Segment Open
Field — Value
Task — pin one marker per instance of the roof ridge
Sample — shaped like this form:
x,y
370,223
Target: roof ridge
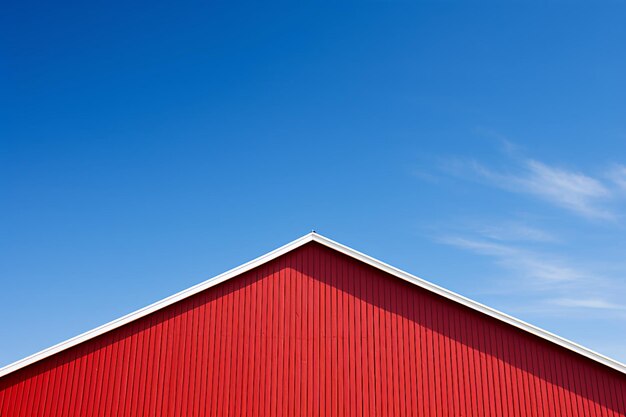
x,y
313,236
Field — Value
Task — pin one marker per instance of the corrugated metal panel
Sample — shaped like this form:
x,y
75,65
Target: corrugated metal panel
x,y
315,333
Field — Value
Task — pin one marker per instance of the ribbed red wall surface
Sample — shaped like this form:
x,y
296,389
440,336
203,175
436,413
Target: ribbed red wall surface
x,y
315,333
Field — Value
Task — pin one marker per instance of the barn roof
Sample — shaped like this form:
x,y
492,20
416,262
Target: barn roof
x,y
315,237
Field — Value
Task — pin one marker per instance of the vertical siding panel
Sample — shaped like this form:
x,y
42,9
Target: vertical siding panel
x,y
244,350
330,355
290,348
193,360
381,398
318,335
217,367
273,342
314,333
297,393
333,293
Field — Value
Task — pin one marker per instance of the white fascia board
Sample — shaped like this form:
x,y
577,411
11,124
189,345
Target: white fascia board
x,y
314,237
474,305
155,306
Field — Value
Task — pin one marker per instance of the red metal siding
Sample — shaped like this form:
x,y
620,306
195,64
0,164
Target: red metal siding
x,y
315,333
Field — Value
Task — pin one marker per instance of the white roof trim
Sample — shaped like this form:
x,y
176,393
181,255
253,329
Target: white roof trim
x,y
314,237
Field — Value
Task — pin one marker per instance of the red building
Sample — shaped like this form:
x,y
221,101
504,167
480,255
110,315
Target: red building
x,y
315,329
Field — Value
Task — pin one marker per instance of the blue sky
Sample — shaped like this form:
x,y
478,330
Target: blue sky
x,y
147,147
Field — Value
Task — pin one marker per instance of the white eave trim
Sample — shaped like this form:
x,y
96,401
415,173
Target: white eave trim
x,y
314,237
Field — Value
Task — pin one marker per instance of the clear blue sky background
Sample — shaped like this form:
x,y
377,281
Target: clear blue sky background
x,y
147,147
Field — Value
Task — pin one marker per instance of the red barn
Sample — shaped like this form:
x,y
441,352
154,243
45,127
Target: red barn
x,y
315,329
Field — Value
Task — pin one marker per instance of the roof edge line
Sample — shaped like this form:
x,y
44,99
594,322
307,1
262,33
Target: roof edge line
x,y
474,305
315,237
142,312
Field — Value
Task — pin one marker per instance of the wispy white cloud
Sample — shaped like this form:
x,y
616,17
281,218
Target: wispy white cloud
x,y
533,275
543,270
571,190
593,303
537,274
617,174
512,231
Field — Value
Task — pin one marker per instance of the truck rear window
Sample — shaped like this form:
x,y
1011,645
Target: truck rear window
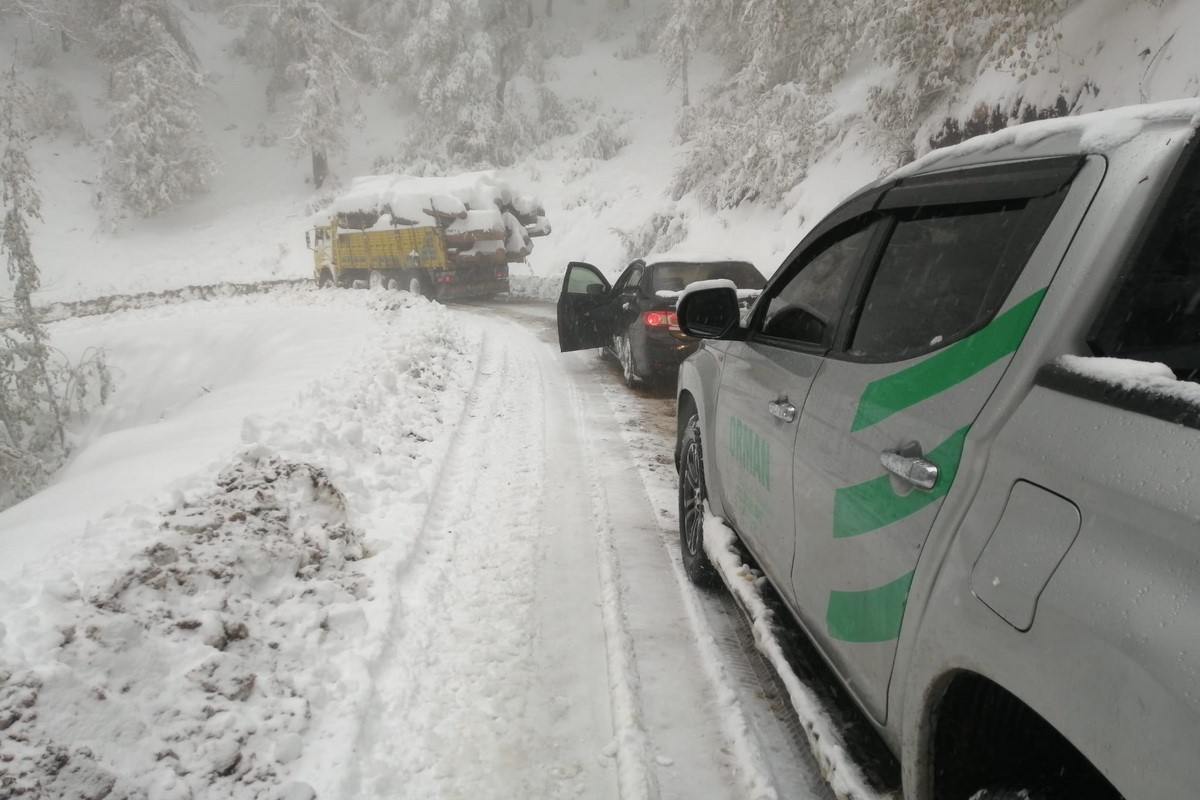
x,y
1155,313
Segment Closed
■ ACTIVITY:
Copy word for word every line from the start of the material through the line holding "Task — pin one marker per instance of the red metal". The pictures are not part of the copy.

■ WRITTEN SOLUTION:
Field — Value
Task — pin one marker per instance of the roof ridge
Sample — shaped like this form:
x,y
370,223
Target: roof ridge
x,y
313,236
Field — Value
Task — pin one marker per instance of the corrugated metal panel
Sample — shaped like this form:
x,y
75,65
Target: corrugated metal panel
x,y
315,333
Field — Value
Task — pin one marker per instance of the ribbed red wall surface
Sample — shaped like this form:
x,y
296,389
440,336
203,175
436,413
Target: ribbed red wall surface
x,y
315,333
Field — Value
Task — pin one marker per instance of the barn roof
Sample — shaped like this form:
x,y
492,20
416,262
Target: barn roof
x,y
315,237
Field — Value
Task — pin one marker per instance of the vertical siding panel
Sample — shaped like this form:
x,y
42,9
Target: vertical siding panel
x,y
244,350
330,355
290,348
193,360
381,398
318,335
217,367
273,342
314,333
297,393
333,293
Field — Value
Task — pin one marker per instance of the white fascia board
Sample — shaped like this form:
x,y
577,411
11,124
189,345
Target: white fascia board
x,y
314,237
474,305
155,306
Field — Value
Task — pin one marker per instance of the red metal siding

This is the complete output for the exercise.